----- Datos del ejercicio -----

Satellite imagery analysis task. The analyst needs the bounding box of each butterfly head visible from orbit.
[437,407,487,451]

-----
----- Datos del ejercicio -----

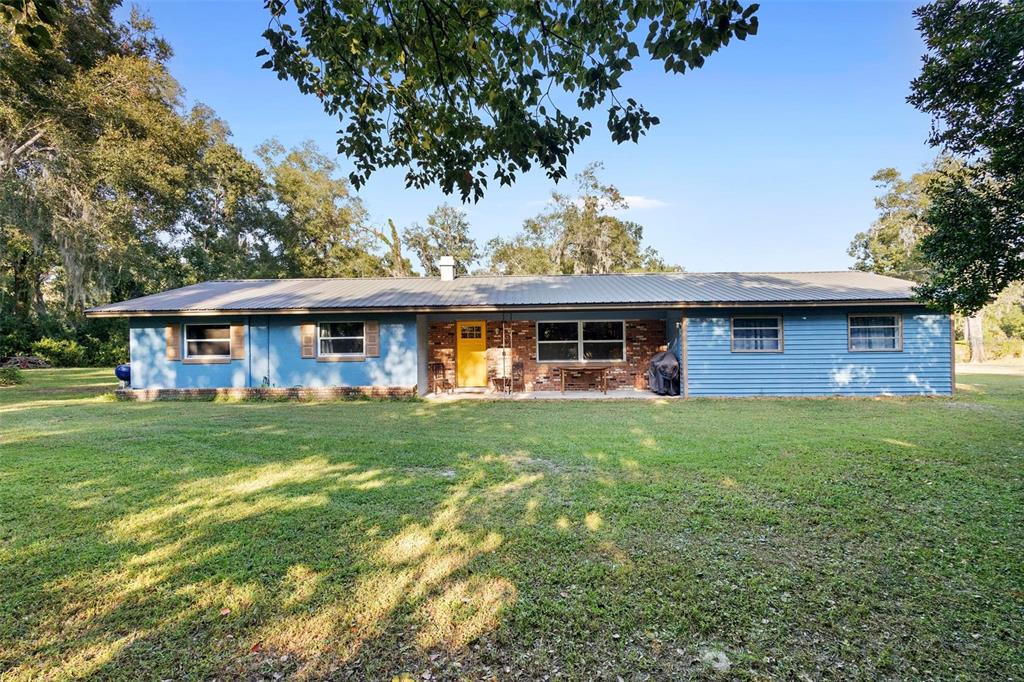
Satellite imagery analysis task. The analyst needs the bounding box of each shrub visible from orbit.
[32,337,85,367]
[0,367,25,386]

-----
----- Datos del ejercicio -----

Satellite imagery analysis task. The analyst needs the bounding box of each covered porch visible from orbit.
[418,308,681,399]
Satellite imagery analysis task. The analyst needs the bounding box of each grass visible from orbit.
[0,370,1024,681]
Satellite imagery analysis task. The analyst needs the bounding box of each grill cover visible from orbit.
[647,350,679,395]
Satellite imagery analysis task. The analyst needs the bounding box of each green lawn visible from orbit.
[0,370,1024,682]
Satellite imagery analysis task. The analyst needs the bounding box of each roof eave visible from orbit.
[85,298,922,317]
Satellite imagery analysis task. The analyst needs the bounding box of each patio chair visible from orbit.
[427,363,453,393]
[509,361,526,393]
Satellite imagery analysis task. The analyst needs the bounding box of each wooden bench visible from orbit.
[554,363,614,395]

-----

■ **Consigna**: Reproduzca las entradas situadas entre la línea que contiene "cover visible from orbit." y la que contiene "[509,361,526,393]", ambas incluidas, renombrando "patio chair" como "garden chair" y sin alterar nada más.

■ **Solución completa**:
Satellite imagery analysis task. The analyst needs the bounding box of each grill cover visible from orbit.
[647,350,679,395]
Satellite imagery analysis task. The analyst needs the bounding box of each green lawn visible from orbit.
[0,370,1024,682]
Satellite imagery analysis task. The analyst needs the bounding box of each roof eave visible from orbit.
[85,298,922,317]
Satellite imagery analysis task. The analyst needs the bounding box of each garden chair visible from orbit.
[427,363,453,393]
[509,361,526,393]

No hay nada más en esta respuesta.